Copy the material from the line that contains "Reviewer note: confirm each instance of the belt" down to the line that contains "pixel 229 356", substituting "leather belt" for "belt" and leaving everything else unchanged.
+++ Working data +++
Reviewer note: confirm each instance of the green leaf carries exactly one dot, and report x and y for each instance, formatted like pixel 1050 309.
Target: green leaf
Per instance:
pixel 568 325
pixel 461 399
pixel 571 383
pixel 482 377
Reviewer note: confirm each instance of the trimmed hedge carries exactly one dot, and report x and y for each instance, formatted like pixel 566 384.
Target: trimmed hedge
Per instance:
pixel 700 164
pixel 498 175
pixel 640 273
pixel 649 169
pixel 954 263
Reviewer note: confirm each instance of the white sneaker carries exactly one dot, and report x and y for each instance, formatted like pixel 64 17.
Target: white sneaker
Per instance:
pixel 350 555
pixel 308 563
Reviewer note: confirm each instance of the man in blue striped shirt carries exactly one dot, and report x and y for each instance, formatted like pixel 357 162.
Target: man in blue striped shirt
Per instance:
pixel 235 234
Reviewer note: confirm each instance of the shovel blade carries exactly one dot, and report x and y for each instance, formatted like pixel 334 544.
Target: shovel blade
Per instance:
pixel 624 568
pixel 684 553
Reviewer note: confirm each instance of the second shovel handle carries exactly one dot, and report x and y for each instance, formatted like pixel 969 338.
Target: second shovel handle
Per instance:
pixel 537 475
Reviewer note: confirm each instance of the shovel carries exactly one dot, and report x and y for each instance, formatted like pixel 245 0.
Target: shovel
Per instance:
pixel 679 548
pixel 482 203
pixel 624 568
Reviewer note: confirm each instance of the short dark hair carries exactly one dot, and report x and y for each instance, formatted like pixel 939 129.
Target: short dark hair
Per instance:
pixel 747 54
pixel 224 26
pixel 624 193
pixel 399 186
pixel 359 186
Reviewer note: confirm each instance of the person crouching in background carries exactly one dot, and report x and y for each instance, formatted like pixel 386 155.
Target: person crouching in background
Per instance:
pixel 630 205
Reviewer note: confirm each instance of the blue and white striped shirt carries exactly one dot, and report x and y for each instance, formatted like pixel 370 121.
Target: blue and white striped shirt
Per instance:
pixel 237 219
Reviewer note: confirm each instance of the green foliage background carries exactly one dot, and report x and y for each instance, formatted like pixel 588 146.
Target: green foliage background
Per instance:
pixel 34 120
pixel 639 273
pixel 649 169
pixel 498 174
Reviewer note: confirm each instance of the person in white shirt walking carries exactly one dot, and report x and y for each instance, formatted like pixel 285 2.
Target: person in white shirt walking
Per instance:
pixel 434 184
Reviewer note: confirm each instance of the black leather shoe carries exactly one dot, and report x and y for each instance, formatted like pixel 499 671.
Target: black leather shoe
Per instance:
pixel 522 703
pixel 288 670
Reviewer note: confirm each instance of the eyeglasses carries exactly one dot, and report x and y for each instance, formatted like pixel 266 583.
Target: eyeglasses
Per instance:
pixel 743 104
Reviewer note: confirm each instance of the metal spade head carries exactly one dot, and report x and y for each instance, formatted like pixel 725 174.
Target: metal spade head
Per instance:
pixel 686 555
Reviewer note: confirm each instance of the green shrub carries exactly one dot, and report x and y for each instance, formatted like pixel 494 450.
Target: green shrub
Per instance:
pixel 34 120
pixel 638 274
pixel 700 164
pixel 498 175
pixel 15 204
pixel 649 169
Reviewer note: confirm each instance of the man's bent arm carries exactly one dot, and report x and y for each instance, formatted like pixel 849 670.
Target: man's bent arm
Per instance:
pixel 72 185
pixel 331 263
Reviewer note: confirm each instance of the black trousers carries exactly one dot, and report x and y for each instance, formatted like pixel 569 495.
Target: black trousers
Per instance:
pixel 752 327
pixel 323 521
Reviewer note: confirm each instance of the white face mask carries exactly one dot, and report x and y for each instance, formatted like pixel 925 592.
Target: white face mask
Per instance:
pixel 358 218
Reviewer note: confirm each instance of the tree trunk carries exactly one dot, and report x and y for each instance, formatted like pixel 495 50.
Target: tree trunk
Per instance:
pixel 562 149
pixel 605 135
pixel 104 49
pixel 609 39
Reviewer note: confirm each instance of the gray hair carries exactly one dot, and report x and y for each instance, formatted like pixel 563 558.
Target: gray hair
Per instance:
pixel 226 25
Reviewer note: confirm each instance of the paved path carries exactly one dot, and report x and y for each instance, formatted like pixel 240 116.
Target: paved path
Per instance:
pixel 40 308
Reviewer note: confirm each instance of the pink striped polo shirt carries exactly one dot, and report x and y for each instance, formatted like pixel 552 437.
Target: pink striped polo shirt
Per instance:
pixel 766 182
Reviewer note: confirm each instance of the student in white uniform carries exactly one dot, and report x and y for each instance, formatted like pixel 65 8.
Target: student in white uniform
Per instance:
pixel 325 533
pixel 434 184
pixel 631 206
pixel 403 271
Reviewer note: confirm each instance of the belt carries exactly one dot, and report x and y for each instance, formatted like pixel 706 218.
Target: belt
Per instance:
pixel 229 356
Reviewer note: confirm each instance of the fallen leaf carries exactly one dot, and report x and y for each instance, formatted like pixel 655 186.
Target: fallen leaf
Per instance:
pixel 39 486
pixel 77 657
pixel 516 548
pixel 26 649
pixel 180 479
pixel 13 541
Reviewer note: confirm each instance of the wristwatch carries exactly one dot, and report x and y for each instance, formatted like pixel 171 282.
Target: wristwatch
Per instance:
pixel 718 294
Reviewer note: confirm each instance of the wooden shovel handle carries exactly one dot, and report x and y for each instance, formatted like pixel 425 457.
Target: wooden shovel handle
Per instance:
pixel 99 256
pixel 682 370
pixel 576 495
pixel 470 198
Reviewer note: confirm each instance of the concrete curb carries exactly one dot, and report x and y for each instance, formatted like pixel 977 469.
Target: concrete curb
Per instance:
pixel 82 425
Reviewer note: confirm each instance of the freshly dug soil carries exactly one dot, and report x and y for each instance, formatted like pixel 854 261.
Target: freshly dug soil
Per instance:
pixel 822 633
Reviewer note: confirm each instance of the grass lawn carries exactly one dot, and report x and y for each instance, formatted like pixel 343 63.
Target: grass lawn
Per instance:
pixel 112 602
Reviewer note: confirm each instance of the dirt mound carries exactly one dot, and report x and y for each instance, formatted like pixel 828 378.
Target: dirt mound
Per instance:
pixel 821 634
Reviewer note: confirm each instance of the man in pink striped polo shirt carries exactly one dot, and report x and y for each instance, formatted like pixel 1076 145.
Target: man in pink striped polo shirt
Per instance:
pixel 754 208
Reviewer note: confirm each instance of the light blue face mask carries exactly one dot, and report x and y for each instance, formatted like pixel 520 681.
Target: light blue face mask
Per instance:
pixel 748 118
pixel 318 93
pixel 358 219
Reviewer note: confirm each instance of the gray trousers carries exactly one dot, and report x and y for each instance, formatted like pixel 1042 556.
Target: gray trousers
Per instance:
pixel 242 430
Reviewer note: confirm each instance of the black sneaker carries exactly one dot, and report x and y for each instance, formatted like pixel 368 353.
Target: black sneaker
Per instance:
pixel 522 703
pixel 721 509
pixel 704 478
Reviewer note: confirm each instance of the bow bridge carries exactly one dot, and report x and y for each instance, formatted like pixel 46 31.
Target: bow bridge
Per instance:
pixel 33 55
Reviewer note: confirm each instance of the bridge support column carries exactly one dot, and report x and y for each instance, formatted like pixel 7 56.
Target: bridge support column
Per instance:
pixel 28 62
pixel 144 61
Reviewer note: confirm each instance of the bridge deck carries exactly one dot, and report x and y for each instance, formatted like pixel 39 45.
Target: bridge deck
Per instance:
+++
* _Worked answer_:
Reviewer note: confirm each instance of the leather belt carries exactly one dot, and report x and y for each instance, formatted like pixel 706 218.
Target: leather belt
Per instance:
pixel 229 356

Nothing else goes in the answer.